- EXTRACT TO READ:
Opinion
No. 20130320.
01-30-2015
Karthik Nadesan, Salt Lake City, for appellant. Brent O. Hatch, Mitchell A. Stephens, Salt Lake City, for appellee.
Karthik Nadesan, Salt Lake City, for appellant.
Brent O. Hatch, Mitchell A. Stephens, Salt Lake City, for appellee.
Justice LEE authored the opinion of the Court, in which Chief Justice DURRANT, Associate Chief Justice NEHRING, Justice DURHAM, and Justice PARRISH joined.
Opinion
Justice LEE, opinion of the Court:
¶ 1 This is an appeal from an order dismissing an action brought by Cottage Capital, LLC, to enforce a guaranty agreement against Red Ledges Land Development. The district court dismissed this action on grounds of preclusion, concluding that it should have been asserted as a compulsory counterclaim in an earlier suit between the parties. We reverse. We interpret rule 13(a) of our rules of civil procedure not to extend to a counter-claim that has not yet matured at the time of a civil proceeding. And because we cannot conclude that Cottage Capital's enforcement claim had matured at the time of the earlier proceedings between the parties, we hold that rule 13(a) was not implicated and thus that this claim was not precluded.
I
¶ 2 On May 5, 2008, Cottage Capital loaned GC Pacific just over one million dollars and memorialized the debt in a promissory note. On the same day, Cottage Capital also executed an agreement with Red Ledges, in which Red Ledges guaranteed GC Pacific's repayment obligations under the promissory note. The guaranty agreement provides that upon GC Pacific's default, Cottage Capital had the option of collecting the debt from Red Ledges instead. The relevant portion of the guaranty agreement is as follows:
Upon any default by BORROWER in the full and prompt payment and performance of any of the OBLIGATIONS, the liabilities and OBLIGATIONS of GUARANTOR hereunder shall at the option of the LENDER, become forthwith due and payable to the LENDER without demand or notice of any nature, such demand or notice being expressly waived by GUARANTOR.

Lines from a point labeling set
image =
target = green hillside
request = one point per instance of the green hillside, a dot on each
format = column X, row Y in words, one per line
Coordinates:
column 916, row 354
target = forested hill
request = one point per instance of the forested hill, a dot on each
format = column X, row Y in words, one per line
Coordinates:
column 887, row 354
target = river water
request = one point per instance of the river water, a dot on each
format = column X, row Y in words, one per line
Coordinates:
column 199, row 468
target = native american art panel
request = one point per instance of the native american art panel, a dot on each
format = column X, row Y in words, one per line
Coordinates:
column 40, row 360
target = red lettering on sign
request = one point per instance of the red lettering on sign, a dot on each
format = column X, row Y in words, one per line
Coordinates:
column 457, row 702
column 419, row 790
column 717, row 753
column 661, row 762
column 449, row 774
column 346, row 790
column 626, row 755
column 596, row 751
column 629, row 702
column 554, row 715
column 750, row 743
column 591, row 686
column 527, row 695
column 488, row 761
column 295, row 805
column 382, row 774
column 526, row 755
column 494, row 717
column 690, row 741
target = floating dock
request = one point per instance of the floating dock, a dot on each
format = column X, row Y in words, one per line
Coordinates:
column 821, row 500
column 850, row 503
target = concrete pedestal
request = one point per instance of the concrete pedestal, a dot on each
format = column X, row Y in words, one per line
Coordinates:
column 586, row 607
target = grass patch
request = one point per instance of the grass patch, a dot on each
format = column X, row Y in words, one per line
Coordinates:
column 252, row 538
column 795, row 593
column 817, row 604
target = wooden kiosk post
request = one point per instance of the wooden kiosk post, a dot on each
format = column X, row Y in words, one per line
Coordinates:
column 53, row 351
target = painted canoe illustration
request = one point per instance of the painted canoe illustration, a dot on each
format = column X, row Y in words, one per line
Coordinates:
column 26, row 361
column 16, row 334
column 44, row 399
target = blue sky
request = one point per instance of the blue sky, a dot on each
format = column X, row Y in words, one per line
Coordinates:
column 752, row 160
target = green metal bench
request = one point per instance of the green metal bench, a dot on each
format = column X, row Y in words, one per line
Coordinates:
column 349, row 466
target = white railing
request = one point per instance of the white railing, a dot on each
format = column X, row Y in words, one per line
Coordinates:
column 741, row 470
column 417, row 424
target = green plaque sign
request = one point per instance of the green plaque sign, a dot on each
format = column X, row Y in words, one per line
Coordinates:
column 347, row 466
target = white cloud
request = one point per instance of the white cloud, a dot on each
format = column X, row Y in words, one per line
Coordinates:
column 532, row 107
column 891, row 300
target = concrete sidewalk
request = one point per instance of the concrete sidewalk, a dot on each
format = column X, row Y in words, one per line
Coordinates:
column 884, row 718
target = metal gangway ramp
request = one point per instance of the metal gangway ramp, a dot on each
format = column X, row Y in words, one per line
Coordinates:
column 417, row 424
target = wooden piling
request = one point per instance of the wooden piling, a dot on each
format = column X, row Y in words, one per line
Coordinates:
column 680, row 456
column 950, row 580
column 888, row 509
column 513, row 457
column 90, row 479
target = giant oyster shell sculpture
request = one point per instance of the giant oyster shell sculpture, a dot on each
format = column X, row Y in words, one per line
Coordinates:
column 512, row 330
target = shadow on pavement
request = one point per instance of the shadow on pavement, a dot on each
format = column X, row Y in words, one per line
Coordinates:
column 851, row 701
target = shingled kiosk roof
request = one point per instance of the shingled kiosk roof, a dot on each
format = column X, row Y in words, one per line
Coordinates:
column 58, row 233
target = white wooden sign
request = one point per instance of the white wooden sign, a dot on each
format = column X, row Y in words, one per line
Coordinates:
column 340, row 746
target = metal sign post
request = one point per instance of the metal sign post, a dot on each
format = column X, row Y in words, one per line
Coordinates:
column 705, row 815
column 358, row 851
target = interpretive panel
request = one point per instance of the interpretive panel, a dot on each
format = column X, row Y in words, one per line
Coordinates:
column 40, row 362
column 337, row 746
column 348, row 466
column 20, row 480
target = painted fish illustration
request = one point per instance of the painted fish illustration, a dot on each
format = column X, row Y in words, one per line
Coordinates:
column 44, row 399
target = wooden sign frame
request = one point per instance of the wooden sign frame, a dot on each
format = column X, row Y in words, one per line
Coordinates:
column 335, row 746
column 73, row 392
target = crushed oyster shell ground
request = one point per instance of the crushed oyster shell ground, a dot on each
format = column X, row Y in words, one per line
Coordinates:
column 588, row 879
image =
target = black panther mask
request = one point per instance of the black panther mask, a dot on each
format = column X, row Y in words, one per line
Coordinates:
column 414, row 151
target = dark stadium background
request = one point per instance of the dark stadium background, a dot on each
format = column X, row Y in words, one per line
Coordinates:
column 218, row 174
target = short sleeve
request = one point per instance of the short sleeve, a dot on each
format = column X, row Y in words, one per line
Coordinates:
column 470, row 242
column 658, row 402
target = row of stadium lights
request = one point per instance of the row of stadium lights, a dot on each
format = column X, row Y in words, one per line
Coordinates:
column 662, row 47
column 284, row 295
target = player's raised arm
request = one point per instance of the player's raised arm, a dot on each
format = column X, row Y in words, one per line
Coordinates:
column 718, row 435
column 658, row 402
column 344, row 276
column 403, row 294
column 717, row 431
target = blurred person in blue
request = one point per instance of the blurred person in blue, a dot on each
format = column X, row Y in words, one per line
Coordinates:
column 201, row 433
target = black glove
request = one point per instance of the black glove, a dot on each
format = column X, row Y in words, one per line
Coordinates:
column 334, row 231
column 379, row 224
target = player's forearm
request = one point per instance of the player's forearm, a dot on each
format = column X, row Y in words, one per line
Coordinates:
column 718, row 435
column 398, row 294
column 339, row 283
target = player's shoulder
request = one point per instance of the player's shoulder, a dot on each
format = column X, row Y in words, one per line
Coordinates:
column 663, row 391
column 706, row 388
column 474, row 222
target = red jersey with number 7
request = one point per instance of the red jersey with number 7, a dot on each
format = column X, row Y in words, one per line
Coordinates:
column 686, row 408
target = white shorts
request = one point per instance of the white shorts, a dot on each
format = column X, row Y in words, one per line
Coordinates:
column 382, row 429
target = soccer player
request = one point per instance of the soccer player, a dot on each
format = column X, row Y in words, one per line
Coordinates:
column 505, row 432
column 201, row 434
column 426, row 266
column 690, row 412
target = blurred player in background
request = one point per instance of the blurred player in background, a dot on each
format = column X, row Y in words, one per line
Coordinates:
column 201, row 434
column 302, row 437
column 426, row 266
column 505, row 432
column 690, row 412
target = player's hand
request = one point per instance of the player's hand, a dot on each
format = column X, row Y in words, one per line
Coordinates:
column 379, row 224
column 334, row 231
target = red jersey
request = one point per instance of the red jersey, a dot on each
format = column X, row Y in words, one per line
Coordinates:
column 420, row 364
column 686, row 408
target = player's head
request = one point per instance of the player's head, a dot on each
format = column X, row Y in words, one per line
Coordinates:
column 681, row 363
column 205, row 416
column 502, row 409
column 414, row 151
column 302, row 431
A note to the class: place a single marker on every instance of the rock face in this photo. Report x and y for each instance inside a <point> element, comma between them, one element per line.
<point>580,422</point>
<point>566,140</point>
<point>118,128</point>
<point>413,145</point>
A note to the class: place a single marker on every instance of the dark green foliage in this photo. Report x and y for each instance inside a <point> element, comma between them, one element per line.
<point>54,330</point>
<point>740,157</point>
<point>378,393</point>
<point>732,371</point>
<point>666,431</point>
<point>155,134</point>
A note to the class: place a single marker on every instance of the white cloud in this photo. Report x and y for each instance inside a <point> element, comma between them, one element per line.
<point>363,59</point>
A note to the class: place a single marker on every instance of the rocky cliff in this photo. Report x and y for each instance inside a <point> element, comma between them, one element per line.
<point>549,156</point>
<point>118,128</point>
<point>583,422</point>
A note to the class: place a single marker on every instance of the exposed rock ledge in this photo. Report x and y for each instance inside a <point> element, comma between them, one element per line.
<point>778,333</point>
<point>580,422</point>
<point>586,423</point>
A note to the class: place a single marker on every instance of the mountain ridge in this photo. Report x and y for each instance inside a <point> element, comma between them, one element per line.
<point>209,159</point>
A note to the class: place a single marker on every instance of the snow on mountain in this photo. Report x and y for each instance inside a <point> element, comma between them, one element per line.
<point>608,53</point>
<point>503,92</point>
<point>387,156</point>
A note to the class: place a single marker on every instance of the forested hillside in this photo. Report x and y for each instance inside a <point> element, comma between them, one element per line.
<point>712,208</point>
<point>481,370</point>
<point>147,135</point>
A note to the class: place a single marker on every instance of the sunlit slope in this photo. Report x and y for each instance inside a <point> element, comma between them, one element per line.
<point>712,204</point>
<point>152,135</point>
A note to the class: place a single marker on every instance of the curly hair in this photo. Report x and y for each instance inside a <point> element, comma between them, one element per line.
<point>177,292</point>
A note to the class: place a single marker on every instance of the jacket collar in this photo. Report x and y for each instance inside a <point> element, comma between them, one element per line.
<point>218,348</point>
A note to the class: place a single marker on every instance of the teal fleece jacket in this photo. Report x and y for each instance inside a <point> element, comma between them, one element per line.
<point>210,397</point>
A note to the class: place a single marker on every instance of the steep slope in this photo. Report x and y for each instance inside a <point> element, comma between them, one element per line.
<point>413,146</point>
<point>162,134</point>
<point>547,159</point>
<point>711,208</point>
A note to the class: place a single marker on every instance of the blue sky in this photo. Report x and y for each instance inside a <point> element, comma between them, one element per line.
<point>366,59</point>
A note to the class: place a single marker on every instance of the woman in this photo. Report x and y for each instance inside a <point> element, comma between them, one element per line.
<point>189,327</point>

- THINGS TO DO:
(1) Answer these about the court opinion:
(a) Which rule of civil procedure does the Court interpret?
(b) On what date did Cottage Capital loan money to GC Pacific?
(c) Which justice authored the opinion of the Court?
(2) Pick up the court opinion after its final sentence and keep writing.

- RESULTS IN ORDER:
(1)
(a) Rule 13(a)
(b) May 5, 2008
(c) Justice Lee

(2)
¶ 3 GC Pacific and Cottage Capital negotiated several extensions on the debt, but GC Pacific became delinquent on its payments in or about May 2009. Instead of immediately turning to the guaranty agreement and asking Red Ledges to satisfy the debt, however, Cottage Capital continued to negotiate with GC Pacific directly for repayment.
¶ 4 During the course of these negotiations, on March 15, 2011, Red Ledges filed a declaratory judgment action in the district court. That action sought a declaration that the guaranty was unenforceable and that Red Ledges should be released from all of its obligations thereunder. Red Ledges' declaratory judgment claim was based on its assertions that the interest rate in the guaranty was unconscionable, that Cottage Capital had failed to provide Red Ledges with ongoing information about the status of GC Pacific's payments on the loan, that Cottage Capital and GC Pacific had conspired to modify the terms of the guaranty to increase Red Ledges' liability, and that Cottage Capital had breached the guaranty agreement. In its answer to the declaratory judgment action, Cottage Capital defended against Red Ledges' allegations, but did not assert any affirmative counterclaims.
¶ 5 On June 4, 2012, the district court granted summary judgment in favor of Cottage Capital on all counts. It held that the interest rate was not unconscionable, that Cottage Capital had no duty to provide Red Ledges with ongoing information about the loan, that Cottage Capital was authorized by the guaranty to modify the terms of the note, and that Red Ledges had failed to establish any breach of contract or conspiracy. Red Ledges did not appeal that decision.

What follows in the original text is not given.